PROBLEM TO WORK ON
Retype the records below exactly as they appear, but leave out any pictures.
********
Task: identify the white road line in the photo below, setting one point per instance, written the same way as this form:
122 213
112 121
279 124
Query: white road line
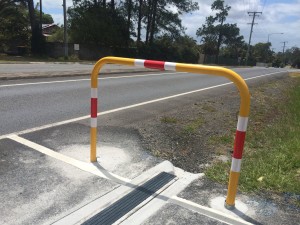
100 78
124 108
88 167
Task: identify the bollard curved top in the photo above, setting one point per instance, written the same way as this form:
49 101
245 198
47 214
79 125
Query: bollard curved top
181 67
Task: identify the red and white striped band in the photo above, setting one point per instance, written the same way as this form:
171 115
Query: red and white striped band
152 64
239 144
94 107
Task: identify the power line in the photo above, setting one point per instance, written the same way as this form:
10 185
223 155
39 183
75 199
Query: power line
253 14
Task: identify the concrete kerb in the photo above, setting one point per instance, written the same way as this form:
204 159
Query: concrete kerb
16 76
********
SOLUTION TO THIS PROBLEM
Task: identify the white road line in the photo below, setting one point per instance, written the same way as this form:
122 213
112 121
279 124
Query: white road line
100 78
124 108
88 167
Task: identify the bollard curved top in the photo above, setting one point per instance, written the same way as this form:
49 101
245 198
47 214
79 125
Query: bollard curved top
181 67
Task: identify the red and white striped band in the photo above, setting one point per instance, written the same way as this form:
171 115
Query: red and white striped band
152 64
239 144
94 107
Task: identify the power line in the photo above, setting one point per instance, written the same way as this form:
10 185
223 155
39 183
75 199
Query: power line
253 14
Task: identify the concrete kerb in the photo above, setting one point per instance, written the same way as this form:
204 159
Query: concrete kerb
16 76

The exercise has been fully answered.